» What you will do
Make a tally of the lines in the records that include the string "ambulance", and give only that number.

Extracted records:
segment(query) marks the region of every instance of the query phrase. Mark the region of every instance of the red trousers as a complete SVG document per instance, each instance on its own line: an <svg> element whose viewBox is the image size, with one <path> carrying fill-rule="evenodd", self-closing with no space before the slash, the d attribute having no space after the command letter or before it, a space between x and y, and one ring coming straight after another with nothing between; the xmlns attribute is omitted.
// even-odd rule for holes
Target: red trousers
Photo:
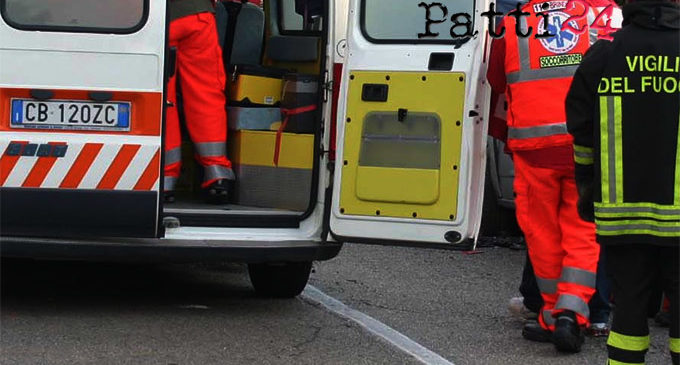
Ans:
<svg viewBox="0 0 680 365"><path fill-rule="evenodd" d="M177 49L175 76L168 82L165 127L165 190L173 190L182 154L177 112L177 78L182 87L184 116L196 159L204 168L202 187L219 179L234 179L227 159L226 76L215 16L188 15L170 23L170 47Z"/></svg>
<svg viewBox="0 0 680 365"><path fill-rule="evenodd" d="M585 326L600 246L595 225L576 210L574 170L535 167L520 154L515 154L514 163L517 221L544 301L539 323L554 330L555 317L571 310Z"/></svg>

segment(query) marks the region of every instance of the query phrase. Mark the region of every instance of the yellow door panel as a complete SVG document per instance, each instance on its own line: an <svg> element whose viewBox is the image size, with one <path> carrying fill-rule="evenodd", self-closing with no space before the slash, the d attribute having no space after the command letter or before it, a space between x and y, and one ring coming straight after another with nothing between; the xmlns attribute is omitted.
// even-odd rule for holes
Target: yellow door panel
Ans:
<svg viewBox="0 0 680 365"><path fill-rule="evenodd" d="M439 170L359 166L356 184L357 198L365 201L429 205L439 199Z"/></svg>
<svg viewBox="0 0 680 365"><path fill-rule="evenodd" d="M463 73L351 72L341 213L455 219L464 102Z"/></svg>

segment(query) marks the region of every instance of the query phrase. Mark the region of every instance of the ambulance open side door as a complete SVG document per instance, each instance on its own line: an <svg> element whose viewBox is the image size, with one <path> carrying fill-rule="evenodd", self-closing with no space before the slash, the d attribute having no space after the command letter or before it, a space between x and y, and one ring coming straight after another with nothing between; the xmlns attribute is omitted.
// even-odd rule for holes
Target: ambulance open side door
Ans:
<svg viewBox="0 0 680 365"><path fill-rule="evenodd" d="M161 236L166 0L0 13L0 234Z"/></svg>
<svg viewBox="0 0 680 365"><path fill-rule="evenodd" d="M455 248L476 239L490 93L485 6L351 0L330 214L336 240ZM469 29L455 23L466 19Z"/></svg>

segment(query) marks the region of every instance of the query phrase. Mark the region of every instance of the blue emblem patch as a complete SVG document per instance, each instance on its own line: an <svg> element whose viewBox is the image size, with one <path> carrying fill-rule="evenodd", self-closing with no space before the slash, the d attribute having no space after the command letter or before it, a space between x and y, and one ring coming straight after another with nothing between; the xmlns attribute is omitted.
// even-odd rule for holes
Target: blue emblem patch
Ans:
<svg viewBox="0 0 680 365"><path fill-rule="evenodd" d="M554 37L550 38L540 38L541 45L548 51L555 54L564 54L576 47L578 44L579 35L573 33L569 28L565 30L562 29L562 24L566 22L571 16L567 13L561 11L554 11L548 13L548 25L545 26L543 17L538 21L538 29L541 33L547 31L550 34L554 34ZM578 23L572 20L569 22L572 27L578 28Z"/></svg>

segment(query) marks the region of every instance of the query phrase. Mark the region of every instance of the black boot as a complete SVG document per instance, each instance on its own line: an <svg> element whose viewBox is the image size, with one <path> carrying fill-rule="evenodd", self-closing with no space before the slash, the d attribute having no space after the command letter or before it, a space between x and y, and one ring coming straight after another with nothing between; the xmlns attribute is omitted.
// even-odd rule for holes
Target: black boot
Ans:
<svg viewBox="0 0 680 365"><path fill-rule="evenodd" d="M172 192L172 191L164 191L163 192L163 200L166 204L174 203L175 202L175 193Z"/></svg>
<svg viewBox="0 0 680 365"><path fill-rule="evenodd" d="M534 342L551 342L552 332L541 327L538 321L528 321L522 328L522 337Z"/></svg>
<svg viewBox="0 0 680 365"><path fill-rule="evenodd" d="M580 352L585 335L576 320L576 313L565 310L557 316L553 343L561 352Z"/></svg>
<svg viewBox="0 0 680 365"><path fill-rule="evenodd" d="M210 204L227 204L231 180L220 179L205 188L206 201Z"/></svg>

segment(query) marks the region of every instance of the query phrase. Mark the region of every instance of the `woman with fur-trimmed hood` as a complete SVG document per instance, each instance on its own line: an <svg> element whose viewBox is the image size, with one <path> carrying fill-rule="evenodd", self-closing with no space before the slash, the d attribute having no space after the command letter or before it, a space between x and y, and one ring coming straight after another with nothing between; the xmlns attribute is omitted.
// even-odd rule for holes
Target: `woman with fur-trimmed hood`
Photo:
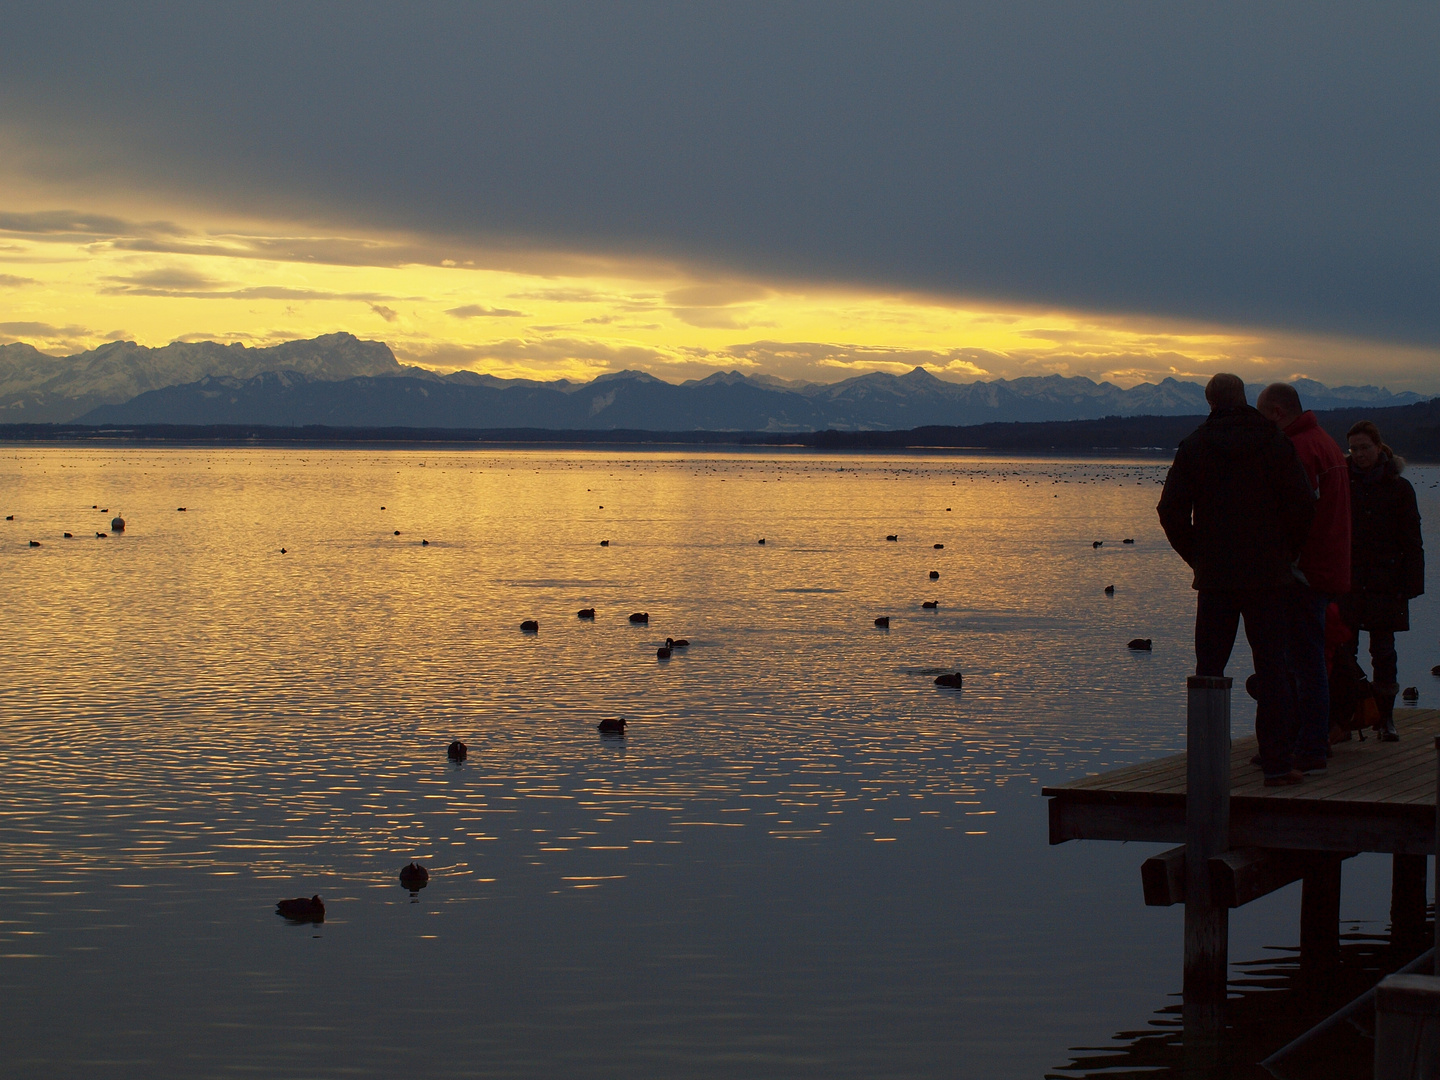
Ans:
<svg viewBox="0 0 1440 1080"><path fill-rule="evenodd" d="M1400 474L1403 458L1385 445L1369 420L1350 428L1350 594L1340 613L1357 631L1349 648L1359 648L1358 631L1370 635L1371 685L1380 706L1376 730L1387 742L1395 732L1398 658L1395 634L1410 629L1410 599L1425 591L1425 549L1415 489Z"/></svg>

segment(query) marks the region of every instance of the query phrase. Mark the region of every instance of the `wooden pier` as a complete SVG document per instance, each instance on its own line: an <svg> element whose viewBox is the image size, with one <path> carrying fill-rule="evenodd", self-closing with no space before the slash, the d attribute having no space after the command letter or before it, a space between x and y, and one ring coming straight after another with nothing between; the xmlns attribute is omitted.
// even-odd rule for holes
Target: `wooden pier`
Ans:
<svg viewBox="0 0 1440 1080"><path fill-rule="evenodd" d="M1302 881L1301 963L1323 966L1339 952L1342 863L1383 852L1394 857L1391 934L1424 947L1440 710L1396 709L1399 742L1339 743L1323 772L1267 788L1250 762L1255 737L1231 743L1230 679L1192 677L1187 692L1185 753L1042 794L1052 844L1179 845L1145 861L1141 884L1147 904L1185 904L1185 1041L1203 1064L1224 1031L1231 908Z"/></svg>

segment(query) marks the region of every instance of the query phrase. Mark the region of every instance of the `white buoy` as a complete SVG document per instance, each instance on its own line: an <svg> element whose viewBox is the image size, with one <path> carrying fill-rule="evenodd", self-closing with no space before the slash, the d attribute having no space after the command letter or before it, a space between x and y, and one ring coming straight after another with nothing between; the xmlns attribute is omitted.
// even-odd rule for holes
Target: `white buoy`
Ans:
<svg viewBox="0 0 1440 1080"><path fill-rule="evenodd" d="M124 532L124 531L125 531L125 519L124 519L123 517L121 517L119 514L116 514L113 518L110 519L110 531L111 531L111 532Z"/></svg>

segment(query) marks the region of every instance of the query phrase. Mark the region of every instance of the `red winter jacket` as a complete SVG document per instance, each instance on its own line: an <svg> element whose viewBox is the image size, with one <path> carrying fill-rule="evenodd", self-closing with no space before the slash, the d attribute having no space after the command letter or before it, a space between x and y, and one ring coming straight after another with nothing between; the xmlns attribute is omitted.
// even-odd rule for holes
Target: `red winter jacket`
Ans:
<svg viewBox="0 0 1440 1080"><path fill-rule="evenodd" d="M1350 473L1345 456L1313 412L1285 429L1310 487L1319 496L1315 521L1300 550L1300 572L1310 587L1338 596L1350 591Z"/></svg>

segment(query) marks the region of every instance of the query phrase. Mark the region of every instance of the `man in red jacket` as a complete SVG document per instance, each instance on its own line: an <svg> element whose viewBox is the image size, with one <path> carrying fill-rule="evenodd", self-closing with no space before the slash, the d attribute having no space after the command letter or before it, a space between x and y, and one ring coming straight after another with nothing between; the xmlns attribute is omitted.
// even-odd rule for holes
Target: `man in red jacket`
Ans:
<svg viewBox="0 0 1440 1080"><path fill-rule="evenodd" d="M1287 590L1290 605L1286 652L1295 679L1299 739L1295 767L1325 767L1330 748L1330 684L1325 673L1325 610L1350 591L1350 476L1345 456L1313 412L1303 411L1289 383L1271 383L1255 403L1289 436L1315 492L1315 520L1300 551L1303 582Z"/></svg>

» Output below
2